**TASK GOAL:**
What is needed is a faithful transcription of all the data below, pictures excluded.

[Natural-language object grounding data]
━━━━━━━━

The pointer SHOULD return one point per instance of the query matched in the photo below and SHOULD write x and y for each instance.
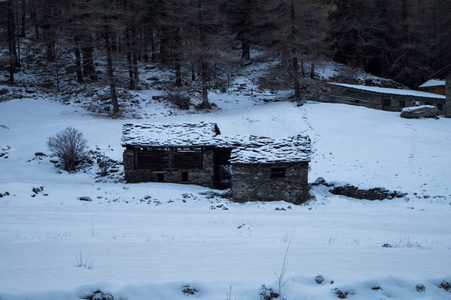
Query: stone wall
(254, 182)
(388, 102)
(203, 176)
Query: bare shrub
(179, 98)
(104, 165)
(69, 145)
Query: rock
(445, 285)
(319, 180)
(420, 288)
(85, 198)
(416, 112)
(319, 279)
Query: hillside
(152, 240)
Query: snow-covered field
(149, 240)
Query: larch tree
(296, 29)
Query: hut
(437, 82)
(256, 168)
(178, 153)
(388, 99)
(271, 171)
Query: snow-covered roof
(294, 149)
(166, 135)
(433, 82)
(248, 149)
(390, 91)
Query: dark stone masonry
(270, 182)
(255, 168)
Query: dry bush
(69, 145)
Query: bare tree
(296, 29)
(69, 145)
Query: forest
(199, 40)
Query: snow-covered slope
(149, 240)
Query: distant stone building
(384, 98)
(256, 168)
(437, 82)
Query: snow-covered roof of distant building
(433, 82)
(390, 91)
(294, 149)
(166, 135)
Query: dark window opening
(184, 176)
(277, 172)
(160, 177)
(152, 159)
(187, 159)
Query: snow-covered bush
(69, 145)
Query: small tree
(69, 145)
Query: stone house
(256, 168)
(384, 98)
(272, 171)
(437, 82)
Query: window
(187, 159)
(184, 176)
(152, 159)
(277, 172)
(160, 177)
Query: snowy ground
(147, 241)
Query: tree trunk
(88, 62)
(109, 50)
(177, 63)
(11, 41)
(312, 70)
(78, 67)
(203, 63)
(294, 60)
(135, 58)
(129, 60)
(246, 52)
(24, 6)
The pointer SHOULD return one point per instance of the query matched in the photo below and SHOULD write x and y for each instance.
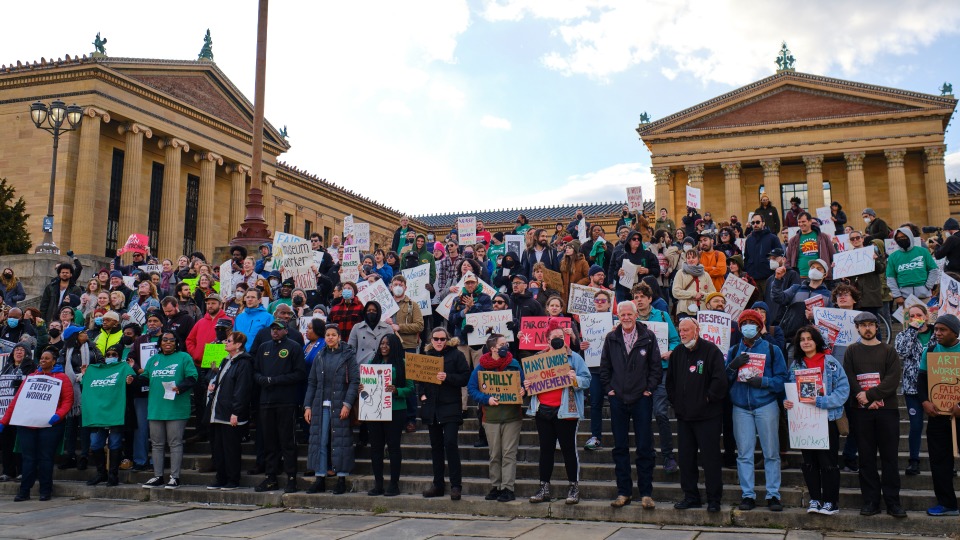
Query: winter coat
(344, 383)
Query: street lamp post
(52, 120)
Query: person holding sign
(501, 421)
(557, 413)
(38, 444)
(829, 389)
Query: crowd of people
(140, 354)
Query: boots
(98, 461)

━━━━━━━━

**WRITTEN ANSWER:**
The pointer SHOULD return one point per instance of the query matched in the photo below and SHOULD write x and y for each instance.
Query: stone wall
(254, 182)
(388, 102)
(203, 176)
Query: bare shrub
(179, 98)
(104, 165)
(69, 145)
Query: rock
(445, 285)
(319, 180)
(420, 288)
(85, 198)
(416, 112)
(319, 279)
Query: hillside
(152, 240)
Query: snow-covered field
(149, 240)
Query: larch tree
(296, 29)
Query: hut
(437, 82)
(256, 168)
(178, 153)
(388, 99)
(271, 171)
Query: snow-covered roof
(294, 149)
(166, 135)
(433, 82)
(248, 149)
(390, 91)
Query: dark stone masonry
(270, 182)
(255, 168)
Query: dry bush
(69, 145)
Query: bare tree
(296, 29)
(69, 145)
Query: forest
(199, 40)
Query: snow-covered slope
(149, 240)
Query: distant stone building
(384, 98)
(256, 168)
(437, 82)
Query: snow-covered roof of distant building
(433, 82)
(390, 91)
(294, 149)
(166, 135)
Query: dark window opening
(184, 176)
(277, 172)
(160, 177)
(152, 159)
(187, 159)
Query: snow-covered bush
(69, 145)
Query: small tree
(69, 145)
Query: stone house
(256, 168)
(384, 98)
(272, 171)
(437, 82)
Query: window
(187, 159)
(184, 176)
(152, 159)
(277, 172)
(160, 177)
Query: snowy ground
(147, 241)
Query: tree trunk
(88, 62)
(109, 50)
(177, 63)
(11, 41)
(312, 70)
(78, 67)
(203, 63)
(294, 60)
(135, 58)
(129, 60)
(246, 52)
(24, 6)
The pointer SHOULD return one point per instance of the query matched in the photo below and SHOULD write x and y for each instance.
Query: winter coat
(344, 383)
Query: street lamp post
(52, 120)
Query: person holding sign
(501, 421)
(557, 413)
(38, 444)
(829, 389)
Query: crowd of people
(140, 354)
Query: boots
(98, 461)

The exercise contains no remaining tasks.